◆ What is required ◆
Set down exactly, from the records below, the line with "Target: border collie" through the line with "Target: dog's ear", and nothing else.

┌──

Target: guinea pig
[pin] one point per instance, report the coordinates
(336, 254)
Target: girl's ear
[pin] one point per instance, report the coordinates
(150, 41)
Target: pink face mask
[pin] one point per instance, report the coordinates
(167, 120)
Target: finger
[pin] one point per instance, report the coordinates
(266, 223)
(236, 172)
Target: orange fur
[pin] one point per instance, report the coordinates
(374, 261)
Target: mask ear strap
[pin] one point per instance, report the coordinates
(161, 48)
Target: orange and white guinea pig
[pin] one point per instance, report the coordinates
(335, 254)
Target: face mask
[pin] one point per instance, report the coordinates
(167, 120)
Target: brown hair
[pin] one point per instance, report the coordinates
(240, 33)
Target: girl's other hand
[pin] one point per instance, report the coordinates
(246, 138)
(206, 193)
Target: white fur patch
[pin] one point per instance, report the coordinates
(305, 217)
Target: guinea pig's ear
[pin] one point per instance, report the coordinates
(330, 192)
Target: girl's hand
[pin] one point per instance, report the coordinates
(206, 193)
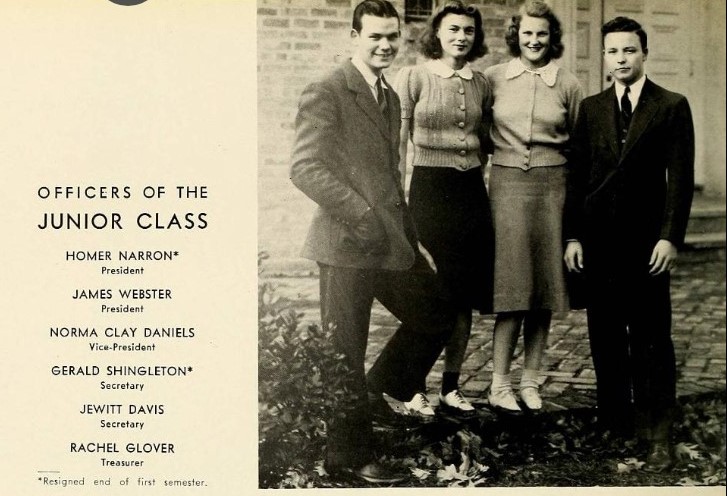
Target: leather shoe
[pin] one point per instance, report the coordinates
(373, 472)
(659, 457)
(384, 416)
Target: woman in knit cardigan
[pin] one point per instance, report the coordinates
(442, 101)
(534, 112)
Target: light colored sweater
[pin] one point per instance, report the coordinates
(444, 108)
(534, 114)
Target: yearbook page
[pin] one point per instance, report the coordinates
(128, 247)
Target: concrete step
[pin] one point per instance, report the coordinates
(707, 218)
(706, 232)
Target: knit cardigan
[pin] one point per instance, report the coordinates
(445, 115)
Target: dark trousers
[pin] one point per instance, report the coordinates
(412, 296)
(629, 326)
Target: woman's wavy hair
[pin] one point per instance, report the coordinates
(536, 8)
(429, 44)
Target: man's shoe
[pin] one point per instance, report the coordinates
(419, 406)
(659, 457)
(531, 398)
(454, 402)
(373, 472)
(504, 401)
(384, 416)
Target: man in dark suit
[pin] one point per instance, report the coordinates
(630, 192)
(345, 158)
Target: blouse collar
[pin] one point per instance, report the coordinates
(441, 69)
(548, 72)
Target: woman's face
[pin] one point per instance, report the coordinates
(534, 40)
(456, 34)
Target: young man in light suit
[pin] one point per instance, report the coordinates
(345, 158)
(627, 208)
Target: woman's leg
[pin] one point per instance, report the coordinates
(454, 355)
(455, 350)
(535, 337)
(507, 330)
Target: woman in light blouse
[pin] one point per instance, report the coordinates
(442, 101)
(534, 111)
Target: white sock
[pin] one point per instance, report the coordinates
(500, 383)
(529, 378)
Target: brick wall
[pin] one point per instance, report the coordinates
(298, 41)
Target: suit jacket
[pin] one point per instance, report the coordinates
(622, 200)
(345, 158)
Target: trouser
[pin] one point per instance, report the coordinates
(412, 296)
(629, 326)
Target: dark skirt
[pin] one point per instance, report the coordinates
(451, 211)
(527, 207)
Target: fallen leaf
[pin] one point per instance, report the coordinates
(683, 450)
(420, 473)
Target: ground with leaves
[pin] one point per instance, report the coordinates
(550, 449)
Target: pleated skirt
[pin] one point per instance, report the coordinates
(451, 211)
(527, 209)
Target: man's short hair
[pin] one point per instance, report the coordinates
(625, 25)
(378, 8)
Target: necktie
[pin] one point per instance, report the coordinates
(381, 97)
(626, 109)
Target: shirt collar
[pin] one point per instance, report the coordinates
(441, 69)
(548, 72)
(635, 89)
(366, 72)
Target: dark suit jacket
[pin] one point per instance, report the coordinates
(345, 158)
(622, 201)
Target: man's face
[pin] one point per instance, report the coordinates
(378, 41)
(624, 56)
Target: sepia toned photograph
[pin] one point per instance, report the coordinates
(491, 244)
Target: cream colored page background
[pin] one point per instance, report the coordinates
(160, 94)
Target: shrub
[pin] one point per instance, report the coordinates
(293, 401)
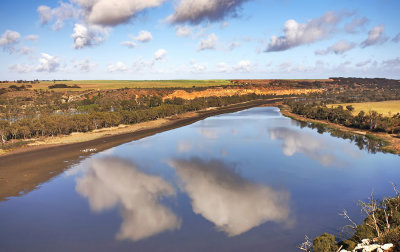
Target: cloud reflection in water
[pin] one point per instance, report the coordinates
(294, 142)
(113, 181)
(233, 203)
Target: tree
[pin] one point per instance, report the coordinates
(350, 108)
(4, 131)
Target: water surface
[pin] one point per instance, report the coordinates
(250, 180)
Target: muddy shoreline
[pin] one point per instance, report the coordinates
(392, 143)
(22, 170)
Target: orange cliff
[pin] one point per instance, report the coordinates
(219, 92)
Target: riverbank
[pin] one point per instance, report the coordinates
(392, 143)
(23, 169)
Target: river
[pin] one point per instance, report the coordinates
(251, 180)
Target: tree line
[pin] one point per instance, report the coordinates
(371, 120)
(92, 116)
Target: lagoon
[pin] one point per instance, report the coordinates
(249, 180)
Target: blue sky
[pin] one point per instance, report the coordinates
(202, 39)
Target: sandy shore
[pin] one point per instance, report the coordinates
(393, 143)
(23, 169)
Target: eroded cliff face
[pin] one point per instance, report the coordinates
(219, 92)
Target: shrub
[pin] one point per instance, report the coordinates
(325, 243)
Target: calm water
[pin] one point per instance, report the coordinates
(251, 180)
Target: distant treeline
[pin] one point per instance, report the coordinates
(63, 86)
(370, 121)
(92, 116)
(367, 82)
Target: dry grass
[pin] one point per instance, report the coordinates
(387, 108)
(116, 84)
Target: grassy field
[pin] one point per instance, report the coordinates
(115, 84)
(387, 108)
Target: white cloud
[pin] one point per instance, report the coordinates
(363, 63)
(85, 65)
(111, 13)
(48, 63)
(21, 68)
(197, 11)
(118, 67)
(112, 182)
(25, 51)
(295, 142)
(32, 37)
(208, 43)
(9, 39)
(129, 44)
(355, 24)
(84, 36)
(160, 54)
(375, 36)
(62, 13)
(339, 47)
(297, 34)
(234, 204)
(183, 31)
(144, 36)
(396, 38)
(243, 66)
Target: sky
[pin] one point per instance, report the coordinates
(198, 39)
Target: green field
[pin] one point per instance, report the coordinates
(115, 84)
(387, 108)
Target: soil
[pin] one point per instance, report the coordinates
(23, 170)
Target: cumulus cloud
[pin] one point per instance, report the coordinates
(339, 47)
(392, 63)
(112, 182)
(160, 54)
(48, 63)
(111, 13)
(363, 63)
(118, 67)
(62, 13)
(25, 51)
(85, 65)
(208, 43)
(32, 37)
(183, 31)
(21, 68)
(195, 12)
(9, 39)
(234, 204)
(355, 24)
(297, 34)
(396, 39)
(375, 36)
(144, 36)
(84, 36)
(129, 44)
(296, 142)
(243, 66)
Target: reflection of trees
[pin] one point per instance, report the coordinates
(370, 144)
(114, 182)
(233, 203)
(299, 142)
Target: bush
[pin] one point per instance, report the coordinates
(325, 243)
(348, 244)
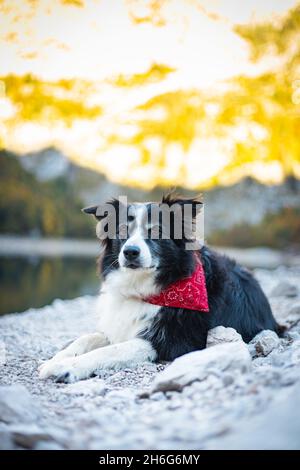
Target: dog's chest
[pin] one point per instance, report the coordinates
(121, 319)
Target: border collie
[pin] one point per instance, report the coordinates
(136, 323)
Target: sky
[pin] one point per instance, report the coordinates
(100, 39)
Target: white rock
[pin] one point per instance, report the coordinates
(17, 405)
(27, 435)
(198, 365)
(284, 289)
(221, 334)
(263, 343)
(91, 387)
(295, 310)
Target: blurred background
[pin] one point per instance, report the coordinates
(100, 98)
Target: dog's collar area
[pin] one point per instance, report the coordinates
(189, 293)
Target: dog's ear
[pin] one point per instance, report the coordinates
(95, 211)
(173, 198)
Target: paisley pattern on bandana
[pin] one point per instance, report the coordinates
(189, 293)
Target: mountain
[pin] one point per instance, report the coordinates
(43, 193)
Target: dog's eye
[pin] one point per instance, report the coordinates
(155, 232)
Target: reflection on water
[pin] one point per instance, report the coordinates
(26, 283)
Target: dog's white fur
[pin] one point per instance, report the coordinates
(122, 315)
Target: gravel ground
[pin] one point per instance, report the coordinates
(251, 401)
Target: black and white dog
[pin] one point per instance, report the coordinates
(136, 266)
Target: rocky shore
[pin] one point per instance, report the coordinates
(229, 396)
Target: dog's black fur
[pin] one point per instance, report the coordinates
(235, 298)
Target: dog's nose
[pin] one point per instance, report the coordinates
(131, 252)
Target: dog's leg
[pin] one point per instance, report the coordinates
(80, 346)
(115, 356)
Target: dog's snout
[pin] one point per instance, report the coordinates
(131, 252)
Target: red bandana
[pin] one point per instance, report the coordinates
(189, 293)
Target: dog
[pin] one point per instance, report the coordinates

└──

◆ Response ◆
Target: border collie
[pin] one point per instance, report the coordinates
(136, 323)
Target: sky
[pin] one point per instance, report the coordinates
(100, 39)
Target: white rock
[pin] one point per instance, report the coordinates
(17, 405)
(27, 435)
(198, 365)
(284, 289)
(221, 334)
(263, 343)
(91, 387)
(295, 310)
Target: blurred background
[pin] one point per instance, report the coordinates
(100, 98)
Target: dog's collar area
[pin] one point per instance, report the coordinates
(189, 293)
Target: dog's ear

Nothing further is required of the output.